■ TASK DETAILS:
A bare number is the expected answer: the count of lines in the data holding "below".

---+---

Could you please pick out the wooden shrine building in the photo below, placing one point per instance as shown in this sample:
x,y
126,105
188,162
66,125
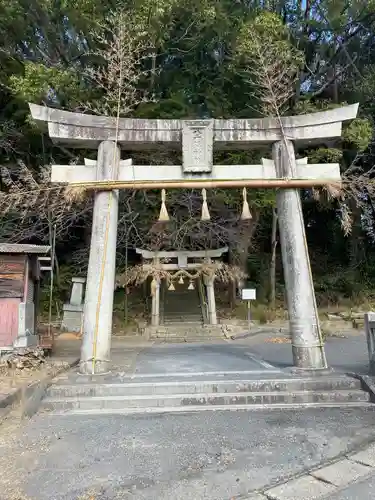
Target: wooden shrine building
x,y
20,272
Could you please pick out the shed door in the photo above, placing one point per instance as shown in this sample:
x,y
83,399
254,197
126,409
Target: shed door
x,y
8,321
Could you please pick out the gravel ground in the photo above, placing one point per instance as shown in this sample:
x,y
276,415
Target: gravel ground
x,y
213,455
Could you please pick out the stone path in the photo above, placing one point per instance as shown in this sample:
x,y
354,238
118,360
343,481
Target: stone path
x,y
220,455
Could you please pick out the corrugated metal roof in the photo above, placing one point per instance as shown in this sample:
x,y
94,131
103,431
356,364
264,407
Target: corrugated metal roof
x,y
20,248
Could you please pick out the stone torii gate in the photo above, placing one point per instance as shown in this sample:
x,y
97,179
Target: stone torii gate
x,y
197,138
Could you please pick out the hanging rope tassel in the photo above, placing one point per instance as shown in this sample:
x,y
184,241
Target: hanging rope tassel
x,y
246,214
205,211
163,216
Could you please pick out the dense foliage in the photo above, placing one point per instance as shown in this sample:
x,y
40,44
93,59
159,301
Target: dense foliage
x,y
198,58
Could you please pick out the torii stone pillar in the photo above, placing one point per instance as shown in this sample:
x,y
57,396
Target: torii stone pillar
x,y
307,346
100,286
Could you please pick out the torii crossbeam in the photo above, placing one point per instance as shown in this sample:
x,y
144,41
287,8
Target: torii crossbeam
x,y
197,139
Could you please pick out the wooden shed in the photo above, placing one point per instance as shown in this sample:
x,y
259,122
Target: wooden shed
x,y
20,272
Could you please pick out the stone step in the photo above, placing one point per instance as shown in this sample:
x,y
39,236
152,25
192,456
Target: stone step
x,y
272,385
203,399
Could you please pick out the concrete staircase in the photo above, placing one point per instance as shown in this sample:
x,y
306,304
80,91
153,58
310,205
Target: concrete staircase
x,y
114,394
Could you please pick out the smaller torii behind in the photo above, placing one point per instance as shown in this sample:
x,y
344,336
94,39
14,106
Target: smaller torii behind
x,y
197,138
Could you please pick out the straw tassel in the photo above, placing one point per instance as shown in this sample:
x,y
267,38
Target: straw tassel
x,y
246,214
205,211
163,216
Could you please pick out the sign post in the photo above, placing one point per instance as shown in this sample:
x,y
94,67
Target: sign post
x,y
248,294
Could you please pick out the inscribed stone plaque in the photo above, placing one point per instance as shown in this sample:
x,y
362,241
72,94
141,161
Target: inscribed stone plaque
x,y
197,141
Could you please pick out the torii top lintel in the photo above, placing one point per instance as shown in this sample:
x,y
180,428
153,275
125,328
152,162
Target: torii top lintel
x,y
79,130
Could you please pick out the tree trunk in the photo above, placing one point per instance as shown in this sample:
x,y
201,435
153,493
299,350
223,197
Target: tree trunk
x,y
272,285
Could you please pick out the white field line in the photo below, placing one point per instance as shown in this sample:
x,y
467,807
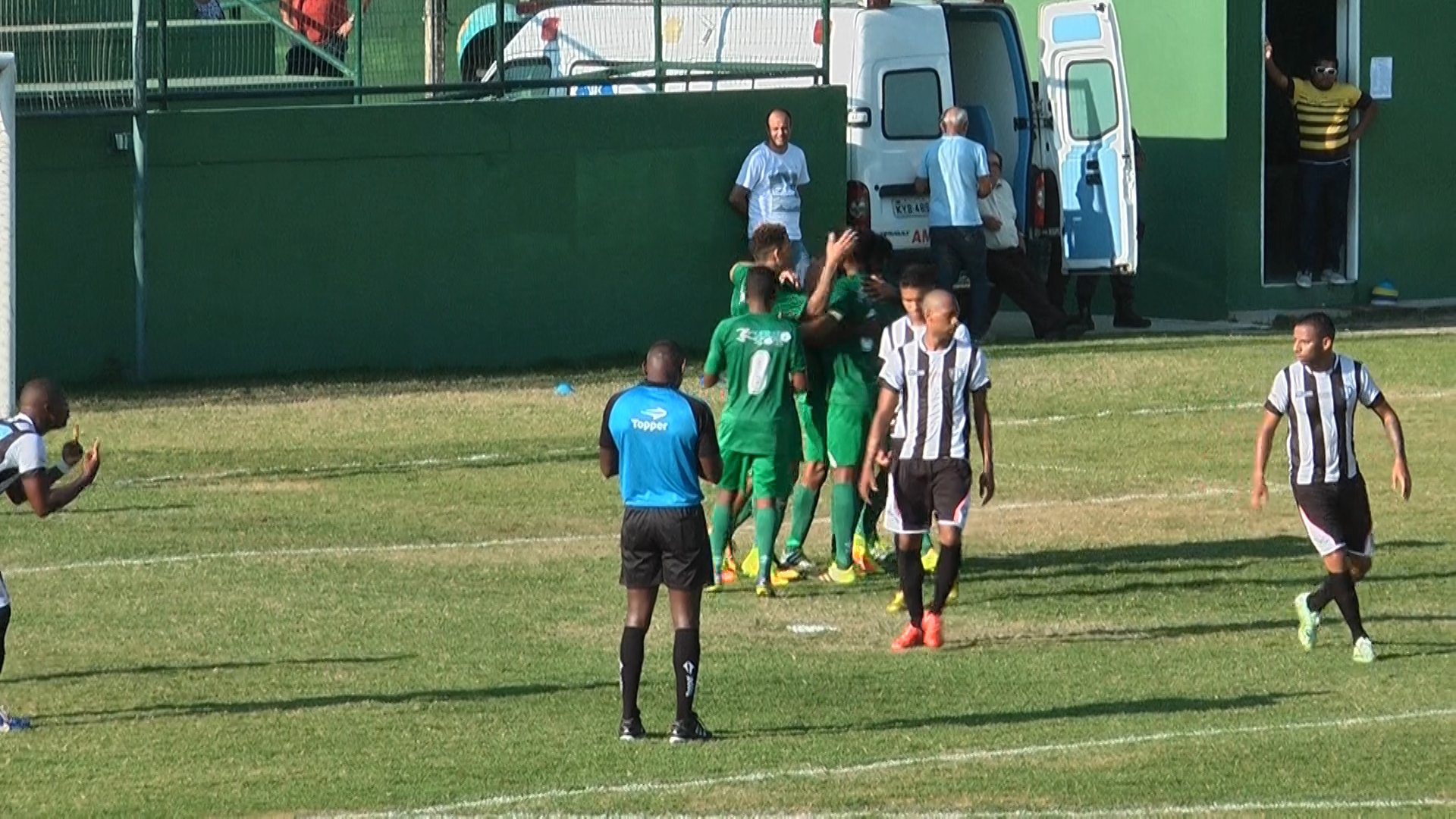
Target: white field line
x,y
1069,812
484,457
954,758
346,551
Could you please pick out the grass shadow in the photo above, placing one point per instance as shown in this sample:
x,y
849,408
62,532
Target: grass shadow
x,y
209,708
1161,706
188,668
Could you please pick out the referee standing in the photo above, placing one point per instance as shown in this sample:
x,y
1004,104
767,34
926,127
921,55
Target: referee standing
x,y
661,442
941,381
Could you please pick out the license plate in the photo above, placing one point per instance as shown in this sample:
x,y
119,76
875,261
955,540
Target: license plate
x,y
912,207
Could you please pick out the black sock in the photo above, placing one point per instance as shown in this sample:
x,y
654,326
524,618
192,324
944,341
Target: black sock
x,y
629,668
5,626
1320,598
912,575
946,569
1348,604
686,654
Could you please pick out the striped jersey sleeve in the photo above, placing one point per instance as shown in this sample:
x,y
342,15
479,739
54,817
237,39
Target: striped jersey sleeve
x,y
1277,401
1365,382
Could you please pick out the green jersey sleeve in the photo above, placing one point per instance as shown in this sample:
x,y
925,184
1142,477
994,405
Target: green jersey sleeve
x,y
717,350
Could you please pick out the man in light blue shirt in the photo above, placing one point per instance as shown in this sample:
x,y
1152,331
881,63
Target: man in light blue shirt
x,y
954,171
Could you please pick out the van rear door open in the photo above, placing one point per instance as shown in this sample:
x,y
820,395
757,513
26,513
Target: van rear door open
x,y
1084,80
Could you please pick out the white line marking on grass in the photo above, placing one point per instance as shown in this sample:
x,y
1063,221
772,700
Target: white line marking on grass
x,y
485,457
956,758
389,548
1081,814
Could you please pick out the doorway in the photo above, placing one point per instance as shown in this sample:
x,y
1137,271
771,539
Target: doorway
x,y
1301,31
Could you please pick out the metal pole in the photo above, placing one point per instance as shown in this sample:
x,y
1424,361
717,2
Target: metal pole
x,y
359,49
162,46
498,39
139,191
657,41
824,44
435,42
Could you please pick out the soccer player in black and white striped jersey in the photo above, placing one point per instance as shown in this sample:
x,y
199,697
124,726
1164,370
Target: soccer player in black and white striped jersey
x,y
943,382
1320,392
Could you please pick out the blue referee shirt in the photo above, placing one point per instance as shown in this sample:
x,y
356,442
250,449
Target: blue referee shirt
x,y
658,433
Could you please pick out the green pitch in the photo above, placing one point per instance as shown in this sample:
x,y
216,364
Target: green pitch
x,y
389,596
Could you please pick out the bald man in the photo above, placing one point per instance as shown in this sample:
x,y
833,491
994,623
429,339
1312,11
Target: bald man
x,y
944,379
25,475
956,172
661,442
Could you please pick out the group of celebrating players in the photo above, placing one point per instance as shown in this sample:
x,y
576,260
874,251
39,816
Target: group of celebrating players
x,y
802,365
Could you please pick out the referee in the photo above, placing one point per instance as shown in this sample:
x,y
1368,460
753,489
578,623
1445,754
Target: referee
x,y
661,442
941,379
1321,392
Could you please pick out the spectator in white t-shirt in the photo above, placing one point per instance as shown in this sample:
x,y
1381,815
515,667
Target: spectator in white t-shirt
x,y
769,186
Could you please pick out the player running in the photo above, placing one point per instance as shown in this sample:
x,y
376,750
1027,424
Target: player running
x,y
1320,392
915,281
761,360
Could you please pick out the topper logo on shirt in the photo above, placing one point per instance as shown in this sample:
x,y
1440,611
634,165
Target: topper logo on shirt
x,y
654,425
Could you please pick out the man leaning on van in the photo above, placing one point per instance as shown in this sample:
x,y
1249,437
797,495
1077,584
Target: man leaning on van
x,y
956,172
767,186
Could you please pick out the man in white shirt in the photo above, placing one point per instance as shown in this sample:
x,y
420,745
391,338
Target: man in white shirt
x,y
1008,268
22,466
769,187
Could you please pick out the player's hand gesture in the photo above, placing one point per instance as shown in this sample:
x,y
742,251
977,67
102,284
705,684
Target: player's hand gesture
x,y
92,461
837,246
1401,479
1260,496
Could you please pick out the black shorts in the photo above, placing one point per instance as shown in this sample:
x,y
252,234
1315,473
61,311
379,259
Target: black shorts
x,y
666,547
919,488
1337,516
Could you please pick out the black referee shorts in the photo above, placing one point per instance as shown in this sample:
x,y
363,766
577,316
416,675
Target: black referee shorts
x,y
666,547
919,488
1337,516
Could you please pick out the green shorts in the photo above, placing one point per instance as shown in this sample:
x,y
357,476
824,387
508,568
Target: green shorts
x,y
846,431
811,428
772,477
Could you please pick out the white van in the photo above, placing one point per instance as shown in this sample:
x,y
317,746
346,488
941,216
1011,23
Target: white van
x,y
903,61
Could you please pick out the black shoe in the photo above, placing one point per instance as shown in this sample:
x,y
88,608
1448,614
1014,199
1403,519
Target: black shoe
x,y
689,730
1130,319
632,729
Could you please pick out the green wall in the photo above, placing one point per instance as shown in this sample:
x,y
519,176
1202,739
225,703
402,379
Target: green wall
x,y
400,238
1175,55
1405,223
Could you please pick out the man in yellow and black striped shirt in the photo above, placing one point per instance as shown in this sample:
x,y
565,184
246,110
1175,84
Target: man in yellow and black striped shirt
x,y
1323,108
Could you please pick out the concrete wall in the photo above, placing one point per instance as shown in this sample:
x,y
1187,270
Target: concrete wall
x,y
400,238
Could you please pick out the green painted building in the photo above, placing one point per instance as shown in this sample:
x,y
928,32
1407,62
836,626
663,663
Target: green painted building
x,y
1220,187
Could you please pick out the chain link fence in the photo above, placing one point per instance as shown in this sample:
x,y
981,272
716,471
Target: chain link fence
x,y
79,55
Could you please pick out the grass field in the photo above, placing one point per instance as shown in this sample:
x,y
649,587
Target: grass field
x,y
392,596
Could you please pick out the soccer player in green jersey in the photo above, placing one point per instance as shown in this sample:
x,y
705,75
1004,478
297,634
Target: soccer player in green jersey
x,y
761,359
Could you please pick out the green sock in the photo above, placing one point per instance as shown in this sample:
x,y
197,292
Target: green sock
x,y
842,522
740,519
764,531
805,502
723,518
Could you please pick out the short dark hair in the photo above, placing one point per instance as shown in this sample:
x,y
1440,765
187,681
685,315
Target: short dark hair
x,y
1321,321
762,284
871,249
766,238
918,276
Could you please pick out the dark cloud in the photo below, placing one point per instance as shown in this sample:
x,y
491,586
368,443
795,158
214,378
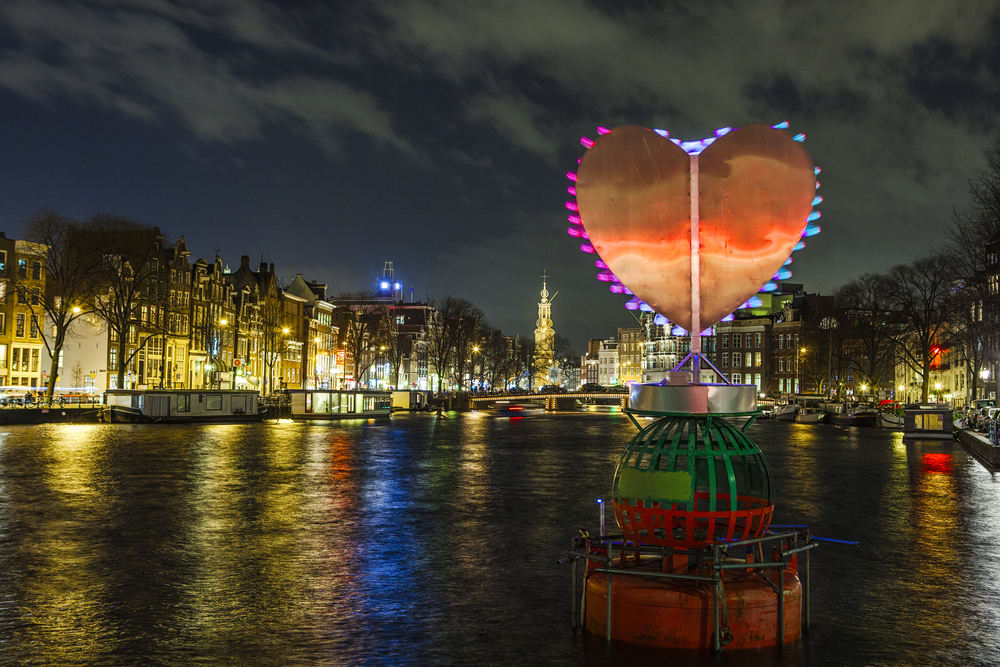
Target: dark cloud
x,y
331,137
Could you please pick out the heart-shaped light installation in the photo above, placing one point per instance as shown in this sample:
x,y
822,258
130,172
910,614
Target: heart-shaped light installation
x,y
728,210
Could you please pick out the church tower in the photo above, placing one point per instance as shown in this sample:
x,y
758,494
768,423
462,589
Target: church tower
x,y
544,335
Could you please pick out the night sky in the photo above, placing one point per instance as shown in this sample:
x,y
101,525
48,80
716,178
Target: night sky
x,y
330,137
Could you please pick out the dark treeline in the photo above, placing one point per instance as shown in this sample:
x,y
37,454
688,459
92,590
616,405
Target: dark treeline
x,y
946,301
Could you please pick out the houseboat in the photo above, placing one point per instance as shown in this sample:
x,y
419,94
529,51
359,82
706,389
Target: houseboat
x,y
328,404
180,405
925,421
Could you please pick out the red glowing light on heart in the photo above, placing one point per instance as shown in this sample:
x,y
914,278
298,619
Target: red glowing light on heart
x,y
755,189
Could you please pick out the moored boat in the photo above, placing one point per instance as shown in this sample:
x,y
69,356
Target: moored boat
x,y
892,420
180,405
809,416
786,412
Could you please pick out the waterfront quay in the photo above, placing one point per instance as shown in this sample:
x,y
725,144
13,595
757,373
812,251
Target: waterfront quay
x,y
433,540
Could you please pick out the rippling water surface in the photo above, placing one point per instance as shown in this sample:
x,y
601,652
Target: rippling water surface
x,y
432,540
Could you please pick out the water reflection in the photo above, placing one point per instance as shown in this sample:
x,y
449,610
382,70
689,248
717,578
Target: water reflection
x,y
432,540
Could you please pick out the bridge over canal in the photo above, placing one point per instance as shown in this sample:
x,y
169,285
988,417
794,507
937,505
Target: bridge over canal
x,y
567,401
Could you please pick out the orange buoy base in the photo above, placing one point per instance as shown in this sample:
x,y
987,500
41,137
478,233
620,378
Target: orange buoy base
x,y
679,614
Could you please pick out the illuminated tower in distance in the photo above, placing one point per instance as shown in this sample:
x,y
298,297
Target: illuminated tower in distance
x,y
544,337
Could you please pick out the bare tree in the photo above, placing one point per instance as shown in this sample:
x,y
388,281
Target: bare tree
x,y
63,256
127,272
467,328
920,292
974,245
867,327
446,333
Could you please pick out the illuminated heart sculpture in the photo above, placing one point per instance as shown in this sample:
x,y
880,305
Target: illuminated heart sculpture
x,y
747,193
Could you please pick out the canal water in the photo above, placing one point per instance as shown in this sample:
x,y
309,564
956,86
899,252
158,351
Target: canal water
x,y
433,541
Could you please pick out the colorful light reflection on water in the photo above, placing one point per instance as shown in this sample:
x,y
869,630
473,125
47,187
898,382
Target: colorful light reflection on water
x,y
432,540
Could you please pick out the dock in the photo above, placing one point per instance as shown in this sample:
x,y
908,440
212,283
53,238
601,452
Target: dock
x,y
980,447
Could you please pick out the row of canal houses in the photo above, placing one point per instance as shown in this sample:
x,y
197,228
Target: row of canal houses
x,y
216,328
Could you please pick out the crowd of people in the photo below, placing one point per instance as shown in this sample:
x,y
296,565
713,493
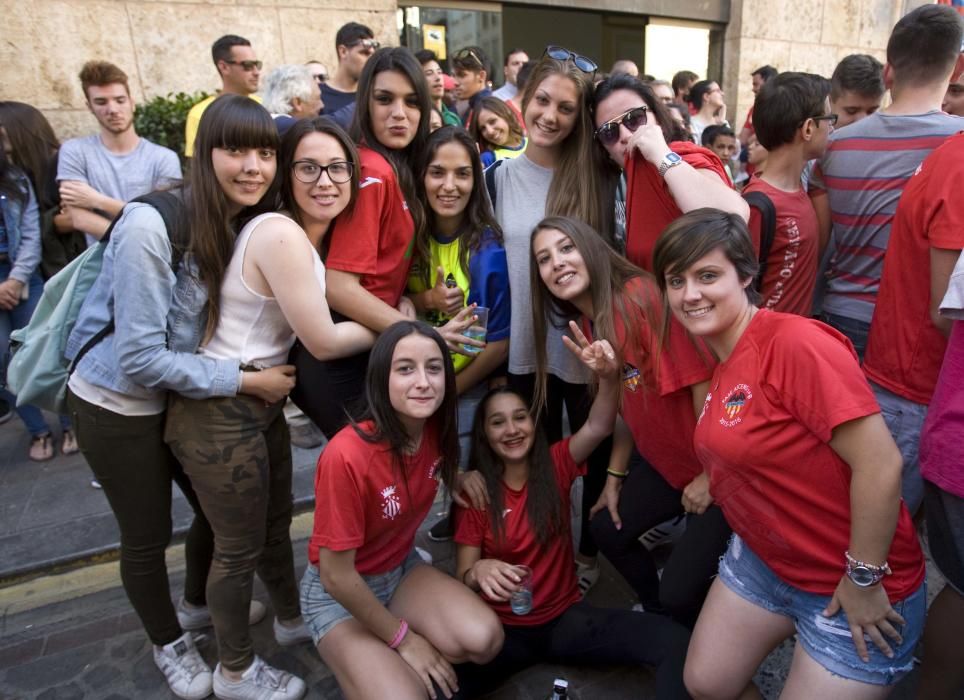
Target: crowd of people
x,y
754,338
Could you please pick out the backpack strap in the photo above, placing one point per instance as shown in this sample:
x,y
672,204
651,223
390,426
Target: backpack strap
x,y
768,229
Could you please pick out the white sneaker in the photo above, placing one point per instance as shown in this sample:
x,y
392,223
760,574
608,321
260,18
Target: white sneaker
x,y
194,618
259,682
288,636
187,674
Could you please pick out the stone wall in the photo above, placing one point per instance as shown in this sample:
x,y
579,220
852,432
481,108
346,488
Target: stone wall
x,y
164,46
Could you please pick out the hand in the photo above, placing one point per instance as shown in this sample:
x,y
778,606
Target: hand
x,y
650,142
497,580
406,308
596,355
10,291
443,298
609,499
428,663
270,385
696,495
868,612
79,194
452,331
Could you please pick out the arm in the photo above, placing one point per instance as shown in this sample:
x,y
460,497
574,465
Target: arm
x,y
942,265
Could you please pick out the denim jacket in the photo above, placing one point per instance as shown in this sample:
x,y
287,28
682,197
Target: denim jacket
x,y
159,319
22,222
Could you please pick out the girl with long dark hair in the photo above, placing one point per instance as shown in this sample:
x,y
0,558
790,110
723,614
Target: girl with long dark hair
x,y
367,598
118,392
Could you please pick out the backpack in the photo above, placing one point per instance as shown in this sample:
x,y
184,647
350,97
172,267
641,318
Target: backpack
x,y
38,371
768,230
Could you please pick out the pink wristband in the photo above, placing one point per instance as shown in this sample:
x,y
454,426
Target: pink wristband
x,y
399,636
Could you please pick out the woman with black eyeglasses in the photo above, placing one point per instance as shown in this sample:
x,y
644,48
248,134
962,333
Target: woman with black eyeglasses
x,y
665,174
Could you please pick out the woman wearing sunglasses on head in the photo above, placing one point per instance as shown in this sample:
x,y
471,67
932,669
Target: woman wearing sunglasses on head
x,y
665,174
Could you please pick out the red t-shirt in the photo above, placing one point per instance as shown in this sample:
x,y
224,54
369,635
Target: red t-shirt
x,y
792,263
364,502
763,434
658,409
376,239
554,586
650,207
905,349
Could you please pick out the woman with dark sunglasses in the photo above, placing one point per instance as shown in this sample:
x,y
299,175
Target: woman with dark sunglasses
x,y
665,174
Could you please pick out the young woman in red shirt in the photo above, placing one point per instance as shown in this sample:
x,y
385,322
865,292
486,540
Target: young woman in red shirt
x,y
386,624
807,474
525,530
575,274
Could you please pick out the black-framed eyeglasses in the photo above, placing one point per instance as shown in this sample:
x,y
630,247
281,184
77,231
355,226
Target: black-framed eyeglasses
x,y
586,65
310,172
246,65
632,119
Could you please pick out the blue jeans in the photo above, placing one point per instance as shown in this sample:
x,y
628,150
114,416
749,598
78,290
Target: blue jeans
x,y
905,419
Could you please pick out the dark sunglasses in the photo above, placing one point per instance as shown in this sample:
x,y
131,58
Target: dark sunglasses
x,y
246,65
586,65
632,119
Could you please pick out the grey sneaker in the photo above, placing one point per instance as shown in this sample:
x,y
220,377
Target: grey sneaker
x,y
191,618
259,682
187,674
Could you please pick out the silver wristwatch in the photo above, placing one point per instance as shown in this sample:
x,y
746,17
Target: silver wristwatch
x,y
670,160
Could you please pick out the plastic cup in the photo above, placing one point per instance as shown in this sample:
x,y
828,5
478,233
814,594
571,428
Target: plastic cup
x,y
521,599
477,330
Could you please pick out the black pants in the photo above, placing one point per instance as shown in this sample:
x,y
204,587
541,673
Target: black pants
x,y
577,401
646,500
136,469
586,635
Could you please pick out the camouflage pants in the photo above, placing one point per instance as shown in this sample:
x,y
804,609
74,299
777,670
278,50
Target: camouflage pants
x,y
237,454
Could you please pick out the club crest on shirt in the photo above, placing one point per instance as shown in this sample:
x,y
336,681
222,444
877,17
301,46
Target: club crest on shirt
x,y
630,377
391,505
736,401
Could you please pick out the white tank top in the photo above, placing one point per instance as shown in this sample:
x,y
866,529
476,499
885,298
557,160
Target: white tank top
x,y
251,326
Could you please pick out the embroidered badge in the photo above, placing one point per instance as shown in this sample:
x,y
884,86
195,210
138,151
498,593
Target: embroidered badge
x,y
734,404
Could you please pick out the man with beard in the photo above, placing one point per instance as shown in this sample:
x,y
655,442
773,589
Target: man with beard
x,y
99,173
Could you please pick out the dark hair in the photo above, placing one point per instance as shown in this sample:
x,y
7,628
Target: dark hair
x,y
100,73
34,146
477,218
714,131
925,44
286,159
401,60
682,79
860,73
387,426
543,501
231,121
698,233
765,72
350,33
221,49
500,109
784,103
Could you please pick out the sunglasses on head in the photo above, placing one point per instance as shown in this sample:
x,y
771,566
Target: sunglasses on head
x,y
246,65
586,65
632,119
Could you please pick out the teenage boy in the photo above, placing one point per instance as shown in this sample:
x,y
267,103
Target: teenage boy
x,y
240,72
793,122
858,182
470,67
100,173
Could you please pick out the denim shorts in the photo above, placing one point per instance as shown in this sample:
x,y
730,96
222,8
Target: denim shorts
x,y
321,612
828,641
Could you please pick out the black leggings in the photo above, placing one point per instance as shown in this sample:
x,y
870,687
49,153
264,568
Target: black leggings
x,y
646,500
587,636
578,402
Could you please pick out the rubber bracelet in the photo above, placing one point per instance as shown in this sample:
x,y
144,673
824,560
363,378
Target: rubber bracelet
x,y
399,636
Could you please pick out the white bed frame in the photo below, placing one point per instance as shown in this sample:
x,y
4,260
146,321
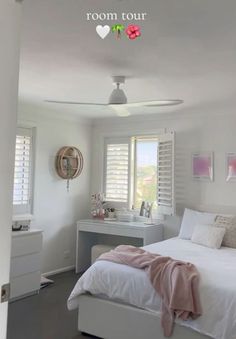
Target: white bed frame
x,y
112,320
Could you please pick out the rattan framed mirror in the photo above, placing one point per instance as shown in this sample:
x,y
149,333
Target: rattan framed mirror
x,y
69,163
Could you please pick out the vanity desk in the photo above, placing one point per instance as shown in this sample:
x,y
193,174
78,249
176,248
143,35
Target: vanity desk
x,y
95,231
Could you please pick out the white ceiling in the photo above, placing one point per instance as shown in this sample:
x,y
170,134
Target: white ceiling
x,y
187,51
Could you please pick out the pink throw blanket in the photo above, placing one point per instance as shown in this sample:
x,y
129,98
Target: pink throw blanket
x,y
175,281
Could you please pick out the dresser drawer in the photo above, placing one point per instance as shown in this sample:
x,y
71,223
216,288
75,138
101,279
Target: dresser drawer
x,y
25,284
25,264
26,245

---+---

■ RESULT OF THIS TASK:
5